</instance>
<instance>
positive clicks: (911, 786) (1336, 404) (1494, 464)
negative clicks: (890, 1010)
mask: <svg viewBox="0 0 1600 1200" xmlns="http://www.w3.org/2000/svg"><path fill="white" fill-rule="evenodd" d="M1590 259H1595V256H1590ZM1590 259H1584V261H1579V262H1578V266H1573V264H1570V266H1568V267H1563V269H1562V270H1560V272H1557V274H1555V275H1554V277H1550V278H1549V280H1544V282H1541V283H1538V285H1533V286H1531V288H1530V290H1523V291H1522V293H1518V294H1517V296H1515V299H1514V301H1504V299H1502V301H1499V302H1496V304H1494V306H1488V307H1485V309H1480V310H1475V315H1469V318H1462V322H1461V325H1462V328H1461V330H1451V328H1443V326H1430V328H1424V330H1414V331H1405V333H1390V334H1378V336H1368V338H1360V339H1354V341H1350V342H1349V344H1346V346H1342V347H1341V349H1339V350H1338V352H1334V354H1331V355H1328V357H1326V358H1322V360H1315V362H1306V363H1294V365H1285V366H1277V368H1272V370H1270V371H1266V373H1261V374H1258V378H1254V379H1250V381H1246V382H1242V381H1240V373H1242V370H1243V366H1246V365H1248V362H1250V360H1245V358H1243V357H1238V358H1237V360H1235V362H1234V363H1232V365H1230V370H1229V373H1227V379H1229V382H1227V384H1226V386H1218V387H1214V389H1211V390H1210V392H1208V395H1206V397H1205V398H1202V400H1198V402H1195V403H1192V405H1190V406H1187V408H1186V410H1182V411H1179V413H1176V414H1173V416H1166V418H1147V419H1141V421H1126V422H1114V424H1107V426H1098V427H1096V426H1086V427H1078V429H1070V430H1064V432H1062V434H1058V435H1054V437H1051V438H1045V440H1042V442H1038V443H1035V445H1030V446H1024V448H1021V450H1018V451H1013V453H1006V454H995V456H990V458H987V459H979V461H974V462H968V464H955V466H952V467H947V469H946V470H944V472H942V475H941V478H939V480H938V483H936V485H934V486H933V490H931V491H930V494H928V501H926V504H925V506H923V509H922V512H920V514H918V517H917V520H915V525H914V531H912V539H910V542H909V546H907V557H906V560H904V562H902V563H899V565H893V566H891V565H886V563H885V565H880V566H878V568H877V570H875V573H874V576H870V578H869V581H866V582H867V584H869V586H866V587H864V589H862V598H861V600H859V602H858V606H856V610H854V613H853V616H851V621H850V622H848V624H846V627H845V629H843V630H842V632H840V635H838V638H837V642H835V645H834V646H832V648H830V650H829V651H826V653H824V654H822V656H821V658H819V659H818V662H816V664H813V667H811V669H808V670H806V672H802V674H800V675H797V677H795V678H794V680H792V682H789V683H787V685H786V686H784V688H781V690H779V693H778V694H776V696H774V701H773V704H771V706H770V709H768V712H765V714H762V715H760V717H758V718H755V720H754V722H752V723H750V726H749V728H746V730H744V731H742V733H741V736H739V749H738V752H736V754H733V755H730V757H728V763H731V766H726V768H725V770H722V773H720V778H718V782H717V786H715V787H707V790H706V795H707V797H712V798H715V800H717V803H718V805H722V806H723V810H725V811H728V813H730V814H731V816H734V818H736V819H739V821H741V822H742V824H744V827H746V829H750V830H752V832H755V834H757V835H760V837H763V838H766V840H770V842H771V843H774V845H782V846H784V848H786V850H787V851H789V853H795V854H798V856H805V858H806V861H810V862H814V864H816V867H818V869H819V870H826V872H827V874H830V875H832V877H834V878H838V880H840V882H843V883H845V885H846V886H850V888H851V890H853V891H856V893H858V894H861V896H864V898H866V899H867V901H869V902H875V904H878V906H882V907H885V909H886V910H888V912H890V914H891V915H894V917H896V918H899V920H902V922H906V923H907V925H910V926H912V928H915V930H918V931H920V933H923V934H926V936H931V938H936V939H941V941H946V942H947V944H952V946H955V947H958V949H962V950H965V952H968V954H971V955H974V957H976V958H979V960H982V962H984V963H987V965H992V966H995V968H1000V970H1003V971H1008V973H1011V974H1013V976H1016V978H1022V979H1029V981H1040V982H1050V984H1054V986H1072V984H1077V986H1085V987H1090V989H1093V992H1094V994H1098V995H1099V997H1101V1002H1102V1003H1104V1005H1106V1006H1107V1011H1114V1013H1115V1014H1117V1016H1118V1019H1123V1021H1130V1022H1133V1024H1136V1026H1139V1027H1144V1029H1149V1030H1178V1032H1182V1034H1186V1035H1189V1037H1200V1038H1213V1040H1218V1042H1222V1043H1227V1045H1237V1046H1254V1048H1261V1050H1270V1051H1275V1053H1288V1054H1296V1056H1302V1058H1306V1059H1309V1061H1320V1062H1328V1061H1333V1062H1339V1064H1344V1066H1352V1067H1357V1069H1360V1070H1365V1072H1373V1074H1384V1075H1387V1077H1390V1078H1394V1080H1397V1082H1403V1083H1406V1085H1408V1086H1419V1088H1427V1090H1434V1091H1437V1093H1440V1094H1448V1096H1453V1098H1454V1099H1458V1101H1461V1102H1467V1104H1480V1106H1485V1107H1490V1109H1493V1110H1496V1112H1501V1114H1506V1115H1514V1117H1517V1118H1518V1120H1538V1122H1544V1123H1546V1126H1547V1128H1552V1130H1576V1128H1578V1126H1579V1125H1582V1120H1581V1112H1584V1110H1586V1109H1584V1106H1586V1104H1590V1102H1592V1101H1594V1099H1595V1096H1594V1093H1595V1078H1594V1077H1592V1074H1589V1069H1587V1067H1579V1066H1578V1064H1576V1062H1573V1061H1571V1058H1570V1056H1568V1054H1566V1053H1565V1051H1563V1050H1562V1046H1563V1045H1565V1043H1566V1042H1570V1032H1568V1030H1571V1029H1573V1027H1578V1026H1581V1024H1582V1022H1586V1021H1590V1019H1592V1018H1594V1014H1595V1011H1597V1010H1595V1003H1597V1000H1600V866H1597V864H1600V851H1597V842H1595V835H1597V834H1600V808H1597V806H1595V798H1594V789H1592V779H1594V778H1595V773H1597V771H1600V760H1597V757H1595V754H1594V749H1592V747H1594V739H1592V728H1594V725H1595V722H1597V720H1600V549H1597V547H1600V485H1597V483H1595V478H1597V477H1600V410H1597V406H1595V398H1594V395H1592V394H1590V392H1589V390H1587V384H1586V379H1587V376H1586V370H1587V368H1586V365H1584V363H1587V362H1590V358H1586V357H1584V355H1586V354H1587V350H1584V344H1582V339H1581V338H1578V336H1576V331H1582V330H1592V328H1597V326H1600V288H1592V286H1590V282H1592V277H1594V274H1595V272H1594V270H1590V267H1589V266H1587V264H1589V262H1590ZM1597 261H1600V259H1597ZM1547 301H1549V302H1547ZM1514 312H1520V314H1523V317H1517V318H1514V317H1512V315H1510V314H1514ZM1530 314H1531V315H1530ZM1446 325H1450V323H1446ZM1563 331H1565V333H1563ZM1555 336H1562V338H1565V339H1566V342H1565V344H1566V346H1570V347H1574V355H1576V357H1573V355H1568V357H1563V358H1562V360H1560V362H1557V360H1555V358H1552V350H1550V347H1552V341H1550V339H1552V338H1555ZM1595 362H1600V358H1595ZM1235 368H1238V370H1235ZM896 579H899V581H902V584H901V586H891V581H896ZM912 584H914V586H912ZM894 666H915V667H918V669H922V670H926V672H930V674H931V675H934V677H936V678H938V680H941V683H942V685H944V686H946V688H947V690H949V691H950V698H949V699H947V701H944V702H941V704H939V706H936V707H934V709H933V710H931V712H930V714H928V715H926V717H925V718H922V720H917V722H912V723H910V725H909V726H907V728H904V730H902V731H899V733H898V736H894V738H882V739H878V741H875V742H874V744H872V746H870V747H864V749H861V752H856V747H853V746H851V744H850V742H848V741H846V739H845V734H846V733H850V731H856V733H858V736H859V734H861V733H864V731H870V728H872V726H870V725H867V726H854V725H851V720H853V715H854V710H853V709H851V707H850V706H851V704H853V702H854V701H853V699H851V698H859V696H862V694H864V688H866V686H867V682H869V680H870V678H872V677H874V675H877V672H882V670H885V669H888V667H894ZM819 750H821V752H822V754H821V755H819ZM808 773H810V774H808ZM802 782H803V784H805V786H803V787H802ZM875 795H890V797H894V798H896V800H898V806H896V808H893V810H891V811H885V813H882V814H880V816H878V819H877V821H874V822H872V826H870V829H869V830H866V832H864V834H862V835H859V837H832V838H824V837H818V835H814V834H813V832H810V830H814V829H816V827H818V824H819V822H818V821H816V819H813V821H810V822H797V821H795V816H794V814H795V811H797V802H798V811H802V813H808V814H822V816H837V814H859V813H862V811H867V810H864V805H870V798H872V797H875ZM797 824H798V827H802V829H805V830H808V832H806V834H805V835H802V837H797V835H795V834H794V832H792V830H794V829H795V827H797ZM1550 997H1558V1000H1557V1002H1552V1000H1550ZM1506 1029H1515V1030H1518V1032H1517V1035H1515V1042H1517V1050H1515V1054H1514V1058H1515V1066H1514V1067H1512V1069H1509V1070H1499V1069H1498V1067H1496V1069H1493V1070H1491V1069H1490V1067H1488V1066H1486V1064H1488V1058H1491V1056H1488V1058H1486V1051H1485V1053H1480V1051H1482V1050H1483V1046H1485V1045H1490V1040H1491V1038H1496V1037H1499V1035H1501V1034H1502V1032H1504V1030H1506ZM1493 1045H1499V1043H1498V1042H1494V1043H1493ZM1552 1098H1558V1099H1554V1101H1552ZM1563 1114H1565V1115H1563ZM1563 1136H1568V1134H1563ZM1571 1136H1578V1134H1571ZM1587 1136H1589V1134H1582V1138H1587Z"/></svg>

--

(Exercise instructions) Repeat exactly the lines of the material above, taking the first line, the line with "positive clicks: (911, 786)", and every line between them.

(Answer to the problem)
</instance>
<instance>
positive clicks: (911, 786) (1336, 404) (1494, 464)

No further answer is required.